### Task directions
Convert the whole listing below into a Markdown table with the columns Row and Listing line. Give each non-blank line its own row, numbered in order.

[Start of Raw records]

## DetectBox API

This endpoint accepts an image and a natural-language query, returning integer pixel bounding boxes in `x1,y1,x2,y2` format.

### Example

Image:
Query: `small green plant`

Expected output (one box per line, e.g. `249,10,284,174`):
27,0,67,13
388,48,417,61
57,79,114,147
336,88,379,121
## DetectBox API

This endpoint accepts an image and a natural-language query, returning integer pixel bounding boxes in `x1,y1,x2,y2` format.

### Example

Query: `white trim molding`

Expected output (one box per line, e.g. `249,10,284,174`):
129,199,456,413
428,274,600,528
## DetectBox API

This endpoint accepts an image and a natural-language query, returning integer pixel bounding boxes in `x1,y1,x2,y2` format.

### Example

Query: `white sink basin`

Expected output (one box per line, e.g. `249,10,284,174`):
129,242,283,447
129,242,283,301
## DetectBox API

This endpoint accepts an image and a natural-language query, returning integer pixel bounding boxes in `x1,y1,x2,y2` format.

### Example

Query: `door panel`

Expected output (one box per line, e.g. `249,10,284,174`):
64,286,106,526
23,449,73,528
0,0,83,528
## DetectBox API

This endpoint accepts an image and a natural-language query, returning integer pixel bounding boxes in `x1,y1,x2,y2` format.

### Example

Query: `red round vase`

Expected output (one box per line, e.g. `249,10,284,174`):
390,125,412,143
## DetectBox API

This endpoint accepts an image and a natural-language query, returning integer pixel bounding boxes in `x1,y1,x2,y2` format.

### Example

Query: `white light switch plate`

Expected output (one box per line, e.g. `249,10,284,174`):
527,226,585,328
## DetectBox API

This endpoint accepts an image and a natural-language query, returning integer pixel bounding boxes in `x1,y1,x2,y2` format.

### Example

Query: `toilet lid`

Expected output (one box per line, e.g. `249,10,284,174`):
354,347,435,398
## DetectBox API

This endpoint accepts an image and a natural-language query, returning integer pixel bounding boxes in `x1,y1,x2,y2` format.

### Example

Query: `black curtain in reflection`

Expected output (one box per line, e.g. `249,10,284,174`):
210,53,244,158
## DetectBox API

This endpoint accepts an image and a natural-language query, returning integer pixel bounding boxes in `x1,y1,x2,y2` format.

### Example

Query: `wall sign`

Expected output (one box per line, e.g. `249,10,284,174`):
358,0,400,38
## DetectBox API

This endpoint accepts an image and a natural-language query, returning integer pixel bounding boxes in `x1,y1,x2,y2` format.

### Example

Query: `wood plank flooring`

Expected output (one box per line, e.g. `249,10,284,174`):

[End of Raw records]

### Solution to this exercise
| Row | Listing line |
|---|---|
| 1 | ## DetectBox API |
| 2 | This endpoint accepts an image and a natural-language query, returning integer pixel bounding boxes in `x1,y1,x2,y2` format. |
| 3 | ### Example |
| 4 | Image: |
| 5 | Query: `small green plant` |
| 6 | Expected output (one box per line, e.g. `249,10,284,174`): |
| 7 | 27,0,67,13 |
| 8 | 388,48,417,61 |
| 9 | 57,79,114,147 |
| 10 | 336,88,379,121 |
| 11 | ## DetectBox API |
| 12 | This endpoint accepts an image and a natural-language query, returning integer pixel bounding boxes in `x1,y1,x2,y2` format. |
| 13 | ### Example |
| 14 | Query: `white trim molding` |
| 15 | Expected output (one box per line, e.g. `249,10,284,174`): |
| 16 | 129,199,456,413 |
| 17 | 428,274,600,528 |
| 18 | ## DetectBox API |
| 19 | This endpoint accepts an image and a natural-language query, returning integer pixel bounding boxes in `x1,y1,x2,y2` format. |
| 20 | ### Example |
| 21 | Query: `white sink basin` |
| 22 | Expected output (one box per line, e.g. `249,10,284,174`): |
| 23 | 129,242,283,447 |
| 24 | 129,242,283,301 |
| 25 | ## DetectBox API |
| 26 | This endpoint accepts an image and a natural-language query, returning integer pixel bounding boxes in `x1,y1,x2,y2` format. |
| 27 | ### Example |
| 28 | Query: `door panel` |
| 29 | Expected output (one box per line, e.g. `249,10,284,174`): |
| 30 | 64,286,106,526 |
| 31 | 23,449,73,528 |
| 32 | 0,0,83,528 |
| 33 | ## DetectBox API |
| 34 | This endpoint accepts an image and a natural-language query, returning integer pixel bounding boxes in `x1,y1,x2,y2` format. |
| 35 | ### Example |
| 36 | Query: `red round vase` |
| 37 | Expected output (one box per line, e.g. `249,10,284,174`): |
| 38 | 390,125,412,143 |
| 39 | ## DetectBox API |
| 40 | This endpoint accepts an image and a natural-language query, returning integer pixel bounding boxes in `x1,y1,x2,y2` format. |
| 41 | ### Example |
| 42 | Query: `white light switch plate` |
| 43 | Expected output (one box per line, e.g. `249,10,284,174`): |
| 44 | 527,226,585,328 |
| 45 | ## DetectBox API |
| 46 | This endpoint accepts an image and a natural-language query, returning integer pixel bounding boxes in `x1,y1,x2,y2` format. |
| 47 | ### Example |
| 48 | Query: `toilet lid` |
| 49 | Expected output (one box per line, e.g. `249,10,284,174`): |
| 50 | 354,347,435,398 |
| 51 | ## DetectBox API |
| 52 | This endpoint accepts an image and a natural-language query, returning integer pixel bounding boxes in `x1,y1,x2,y2` format. |
| 53 | ### Example |
| 54 | Query: `black curtain in reflection` |
| 55 | Expected output (one box per line, e.g. `249,10,284,174`): |
| 56 | 210,53,244,158 |
| 57 | ## DetectBox API |
| 58 | This endpoint accepts an image and a natural-language query, returning integer pixel bounding boxes in `x1,y1,x2,y2` format. |
| 59 | ### Example |
| 60 | Query: `wall sign` |
| 61 | Expected output (one box per line, e.g. `249,10,284,174`): |
| 62 | 358,0,400,38 |
| 63 | ## DetectBox API |
| 64 | This endpoint accepts an image and a natural-language query, returning integer pixel bounding boxes in `x1,y1,x2,y2` format. |
| 65 | ### Example |
| 66 | Query: `wood plank flooring` |
| 67 | Expected output (one box per line, e.g. `249,10,284,174`): |